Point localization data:
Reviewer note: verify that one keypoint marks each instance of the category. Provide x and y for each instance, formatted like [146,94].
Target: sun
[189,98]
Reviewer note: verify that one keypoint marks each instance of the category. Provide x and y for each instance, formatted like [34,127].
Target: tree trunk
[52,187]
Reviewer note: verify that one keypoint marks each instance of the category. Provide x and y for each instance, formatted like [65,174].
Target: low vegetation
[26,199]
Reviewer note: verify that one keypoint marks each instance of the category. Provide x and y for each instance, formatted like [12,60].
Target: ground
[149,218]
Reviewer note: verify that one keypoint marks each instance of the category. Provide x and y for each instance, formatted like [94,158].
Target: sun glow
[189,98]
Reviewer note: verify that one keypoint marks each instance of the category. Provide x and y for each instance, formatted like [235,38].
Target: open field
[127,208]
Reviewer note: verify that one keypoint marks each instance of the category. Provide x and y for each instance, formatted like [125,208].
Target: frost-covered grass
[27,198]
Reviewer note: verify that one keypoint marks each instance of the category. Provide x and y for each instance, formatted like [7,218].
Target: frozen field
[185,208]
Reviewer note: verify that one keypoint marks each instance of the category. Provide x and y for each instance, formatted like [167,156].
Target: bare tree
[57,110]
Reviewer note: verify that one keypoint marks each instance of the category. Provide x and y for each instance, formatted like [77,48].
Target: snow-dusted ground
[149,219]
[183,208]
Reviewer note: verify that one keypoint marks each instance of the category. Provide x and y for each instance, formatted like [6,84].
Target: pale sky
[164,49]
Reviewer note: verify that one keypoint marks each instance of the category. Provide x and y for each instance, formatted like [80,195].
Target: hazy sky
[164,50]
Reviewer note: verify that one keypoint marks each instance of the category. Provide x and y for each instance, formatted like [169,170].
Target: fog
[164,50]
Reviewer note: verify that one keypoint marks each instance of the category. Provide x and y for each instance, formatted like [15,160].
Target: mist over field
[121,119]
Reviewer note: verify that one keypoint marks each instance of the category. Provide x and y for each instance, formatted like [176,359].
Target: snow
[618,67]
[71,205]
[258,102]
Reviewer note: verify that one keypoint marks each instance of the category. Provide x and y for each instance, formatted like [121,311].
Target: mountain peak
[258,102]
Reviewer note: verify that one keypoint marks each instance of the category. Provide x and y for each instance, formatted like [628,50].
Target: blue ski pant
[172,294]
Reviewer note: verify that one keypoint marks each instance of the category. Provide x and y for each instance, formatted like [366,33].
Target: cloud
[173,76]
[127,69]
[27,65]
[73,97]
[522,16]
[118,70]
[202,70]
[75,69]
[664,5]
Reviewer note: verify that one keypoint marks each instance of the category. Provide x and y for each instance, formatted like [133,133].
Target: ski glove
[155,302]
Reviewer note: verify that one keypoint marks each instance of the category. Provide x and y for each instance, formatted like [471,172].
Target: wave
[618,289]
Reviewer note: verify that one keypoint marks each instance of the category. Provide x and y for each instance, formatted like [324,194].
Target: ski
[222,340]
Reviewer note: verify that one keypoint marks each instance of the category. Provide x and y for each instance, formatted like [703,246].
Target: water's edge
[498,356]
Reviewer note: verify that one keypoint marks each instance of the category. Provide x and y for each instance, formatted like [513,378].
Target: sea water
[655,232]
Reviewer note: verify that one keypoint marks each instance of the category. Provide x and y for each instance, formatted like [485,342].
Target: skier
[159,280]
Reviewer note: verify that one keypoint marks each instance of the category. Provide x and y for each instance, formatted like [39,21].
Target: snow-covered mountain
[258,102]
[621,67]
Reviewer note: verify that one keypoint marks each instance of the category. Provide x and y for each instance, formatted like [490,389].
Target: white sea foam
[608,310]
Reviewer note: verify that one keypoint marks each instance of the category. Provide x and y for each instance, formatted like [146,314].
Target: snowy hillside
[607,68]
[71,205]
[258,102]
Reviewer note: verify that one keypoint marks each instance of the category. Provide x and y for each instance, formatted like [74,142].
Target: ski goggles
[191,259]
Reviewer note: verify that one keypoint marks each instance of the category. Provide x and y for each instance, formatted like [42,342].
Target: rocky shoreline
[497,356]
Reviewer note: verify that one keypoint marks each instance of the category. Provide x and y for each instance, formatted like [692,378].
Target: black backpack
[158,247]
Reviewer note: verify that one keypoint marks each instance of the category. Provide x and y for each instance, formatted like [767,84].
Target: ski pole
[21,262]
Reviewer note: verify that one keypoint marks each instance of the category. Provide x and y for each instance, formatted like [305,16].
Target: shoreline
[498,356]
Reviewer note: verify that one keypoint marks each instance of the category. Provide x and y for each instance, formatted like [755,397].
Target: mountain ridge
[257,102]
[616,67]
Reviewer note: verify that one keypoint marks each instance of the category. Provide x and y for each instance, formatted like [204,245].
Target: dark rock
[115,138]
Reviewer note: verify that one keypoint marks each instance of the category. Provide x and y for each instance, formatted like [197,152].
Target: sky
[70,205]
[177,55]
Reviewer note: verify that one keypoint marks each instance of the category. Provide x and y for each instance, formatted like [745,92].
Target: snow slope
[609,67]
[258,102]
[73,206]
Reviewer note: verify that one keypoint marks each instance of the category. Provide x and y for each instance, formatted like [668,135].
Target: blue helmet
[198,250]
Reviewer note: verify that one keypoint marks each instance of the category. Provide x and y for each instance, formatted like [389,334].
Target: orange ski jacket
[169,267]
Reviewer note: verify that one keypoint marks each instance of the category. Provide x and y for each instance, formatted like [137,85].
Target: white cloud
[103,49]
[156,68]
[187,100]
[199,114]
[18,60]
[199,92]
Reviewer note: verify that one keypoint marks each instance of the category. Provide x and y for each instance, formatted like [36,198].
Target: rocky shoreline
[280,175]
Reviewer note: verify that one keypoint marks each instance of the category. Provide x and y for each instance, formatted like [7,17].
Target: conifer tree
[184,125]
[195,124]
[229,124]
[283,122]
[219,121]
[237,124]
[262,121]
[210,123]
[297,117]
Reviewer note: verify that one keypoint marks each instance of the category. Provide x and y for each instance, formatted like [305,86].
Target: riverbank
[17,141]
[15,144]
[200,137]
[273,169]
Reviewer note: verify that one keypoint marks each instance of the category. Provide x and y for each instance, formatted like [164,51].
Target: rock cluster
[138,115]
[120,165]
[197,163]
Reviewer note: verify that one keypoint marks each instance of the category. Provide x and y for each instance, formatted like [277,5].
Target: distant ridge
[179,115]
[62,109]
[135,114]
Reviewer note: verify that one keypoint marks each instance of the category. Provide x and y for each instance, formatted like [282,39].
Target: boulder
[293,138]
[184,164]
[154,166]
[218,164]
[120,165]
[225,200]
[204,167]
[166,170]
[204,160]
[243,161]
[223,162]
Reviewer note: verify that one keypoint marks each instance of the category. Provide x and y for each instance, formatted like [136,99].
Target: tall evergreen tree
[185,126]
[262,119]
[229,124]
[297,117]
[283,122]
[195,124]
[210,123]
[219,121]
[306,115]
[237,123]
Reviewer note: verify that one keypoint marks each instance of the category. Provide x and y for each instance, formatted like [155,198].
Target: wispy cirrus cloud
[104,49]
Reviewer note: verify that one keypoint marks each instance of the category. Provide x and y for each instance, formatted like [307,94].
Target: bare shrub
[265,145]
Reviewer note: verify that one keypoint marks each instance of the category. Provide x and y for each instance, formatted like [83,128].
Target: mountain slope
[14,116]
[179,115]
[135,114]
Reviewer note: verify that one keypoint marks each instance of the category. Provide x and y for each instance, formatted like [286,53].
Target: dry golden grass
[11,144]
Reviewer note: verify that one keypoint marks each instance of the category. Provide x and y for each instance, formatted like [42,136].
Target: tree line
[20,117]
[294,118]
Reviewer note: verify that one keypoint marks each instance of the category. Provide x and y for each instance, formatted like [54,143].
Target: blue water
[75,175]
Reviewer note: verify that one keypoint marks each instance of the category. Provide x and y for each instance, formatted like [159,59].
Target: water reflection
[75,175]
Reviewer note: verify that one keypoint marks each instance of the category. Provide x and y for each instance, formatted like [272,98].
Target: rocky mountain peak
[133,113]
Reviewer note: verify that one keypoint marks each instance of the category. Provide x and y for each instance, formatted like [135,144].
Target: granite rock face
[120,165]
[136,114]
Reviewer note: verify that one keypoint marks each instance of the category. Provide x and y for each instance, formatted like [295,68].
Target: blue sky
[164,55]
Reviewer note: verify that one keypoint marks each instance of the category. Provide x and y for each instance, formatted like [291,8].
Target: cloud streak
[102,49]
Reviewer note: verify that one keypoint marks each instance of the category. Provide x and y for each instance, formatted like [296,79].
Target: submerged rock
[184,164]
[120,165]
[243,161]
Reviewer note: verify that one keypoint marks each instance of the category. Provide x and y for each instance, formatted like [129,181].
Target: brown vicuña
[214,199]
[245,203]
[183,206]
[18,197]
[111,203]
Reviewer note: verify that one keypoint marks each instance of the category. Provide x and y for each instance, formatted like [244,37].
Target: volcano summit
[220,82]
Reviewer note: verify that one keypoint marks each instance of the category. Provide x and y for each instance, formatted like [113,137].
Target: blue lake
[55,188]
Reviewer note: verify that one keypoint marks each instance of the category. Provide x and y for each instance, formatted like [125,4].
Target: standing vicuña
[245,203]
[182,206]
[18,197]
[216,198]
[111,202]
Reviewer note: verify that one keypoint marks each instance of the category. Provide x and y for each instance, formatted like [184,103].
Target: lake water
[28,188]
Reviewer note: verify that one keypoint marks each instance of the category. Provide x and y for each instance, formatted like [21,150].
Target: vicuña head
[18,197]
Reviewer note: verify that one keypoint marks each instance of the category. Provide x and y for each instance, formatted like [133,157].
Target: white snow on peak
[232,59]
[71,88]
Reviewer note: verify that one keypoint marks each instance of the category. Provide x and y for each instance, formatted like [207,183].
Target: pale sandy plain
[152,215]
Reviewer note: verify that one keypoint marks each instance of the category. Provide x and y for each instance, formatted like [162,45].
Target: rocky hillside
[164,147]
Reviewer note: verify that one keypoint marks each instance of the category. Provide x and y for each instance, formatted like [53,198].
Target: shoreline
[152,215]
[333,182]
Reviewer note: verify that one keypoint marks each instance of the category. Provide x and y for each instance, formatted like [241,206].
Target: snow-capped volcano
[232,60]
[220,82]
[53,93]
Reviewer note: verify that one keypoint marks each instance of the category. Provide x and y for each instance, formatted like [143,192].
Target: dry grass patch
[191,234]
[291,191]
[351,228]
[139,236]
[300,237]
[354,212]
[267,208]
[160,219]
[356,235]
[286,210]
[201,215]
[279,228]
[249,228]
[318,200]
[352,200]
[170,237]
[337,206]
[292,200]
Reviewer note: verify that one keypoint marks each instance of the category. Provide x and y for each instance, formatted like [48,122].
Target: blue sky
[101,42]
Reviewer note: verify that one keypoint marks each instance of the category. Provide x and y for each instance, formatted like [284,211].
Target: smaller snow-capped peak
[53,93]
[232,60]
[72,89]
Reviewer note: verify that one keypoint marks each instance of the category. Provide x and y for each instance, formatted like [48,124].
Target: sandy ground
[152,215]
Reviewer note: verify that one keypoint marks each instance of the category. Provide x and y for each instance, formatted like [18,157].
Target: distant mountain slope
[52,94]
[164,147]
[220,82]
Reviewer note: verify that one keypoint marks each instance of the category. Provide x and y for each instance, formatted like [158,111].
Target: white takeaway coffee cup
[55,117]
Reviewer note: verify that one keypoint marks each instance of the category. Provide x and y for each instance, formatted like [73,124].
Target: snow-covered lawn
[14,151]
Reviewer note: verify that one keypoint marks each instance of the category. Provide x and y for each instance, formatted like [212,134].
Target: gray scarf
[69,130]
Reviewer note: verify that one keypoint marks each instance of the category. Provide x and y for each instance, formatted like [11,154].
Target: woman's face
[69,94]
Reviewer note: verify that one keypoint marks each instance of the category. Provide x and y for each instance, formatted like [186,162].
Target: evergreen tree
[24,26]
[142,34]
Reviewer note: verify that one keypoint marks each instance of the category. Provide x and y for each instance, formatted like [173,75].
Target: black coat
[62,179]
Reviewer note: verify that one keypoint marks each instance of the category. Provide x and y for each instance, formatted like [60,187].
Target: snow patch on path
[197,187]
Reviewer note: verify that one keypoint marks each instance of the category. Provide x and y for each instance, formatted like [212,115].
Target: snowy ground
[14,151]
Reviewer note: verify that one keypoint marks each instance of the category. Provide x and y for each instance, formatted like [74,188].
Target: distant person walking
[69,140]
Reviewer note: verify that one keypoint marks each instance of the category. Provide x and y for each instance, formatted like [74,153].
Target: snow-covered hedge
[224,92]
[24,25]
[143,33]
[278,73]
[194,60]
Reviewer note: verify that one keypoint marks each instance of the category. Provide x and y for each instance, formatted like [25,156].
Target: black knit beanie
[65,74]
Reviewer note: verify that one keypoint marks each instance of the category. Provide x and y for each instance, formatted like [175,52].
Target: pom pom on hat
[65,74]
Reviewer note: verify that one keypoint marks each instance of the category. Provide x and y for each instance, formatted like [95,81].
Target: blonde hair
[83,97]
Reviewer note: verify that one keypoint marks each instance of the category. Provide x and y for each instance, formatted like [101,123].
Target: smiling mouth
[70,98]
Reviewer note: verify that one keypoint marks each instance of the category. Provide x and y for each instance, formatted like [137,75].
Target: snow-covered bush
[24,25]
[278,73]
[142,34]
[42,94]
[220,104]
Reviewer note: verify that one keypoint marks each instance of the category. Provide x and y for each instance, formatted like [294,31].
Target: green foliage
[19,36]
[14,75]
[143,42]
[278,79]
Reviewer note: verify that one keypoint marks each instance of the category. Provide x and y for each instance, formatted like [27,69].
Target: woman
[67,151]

▸ To do
Please print exactly what appears from the first line of the data through the line with "formatted like [12,60].", including both of those lines and nothing past them.

▸ Answer to this exercise
Reviewer note: verify that one keypoint marks each instance of the category. Provide x and y for each instance, formatted like [146,94].
Target: sun
[189,98]
Reviewer note: verify that one keypoint marks each instance of the category. Provide x and y for each instance, formatted like [34,127].
Target: tree trunk
[52,187]
Reviewer note: verify that one keypoint marks each instance of the category. Provide x and y for each instance, formatted like [65,174].
Target: low vegetation
[26,199]
Reviewer note: verify that one keypoint marks each instance of the category. Provide x and y for each instance, formatted like [12,60].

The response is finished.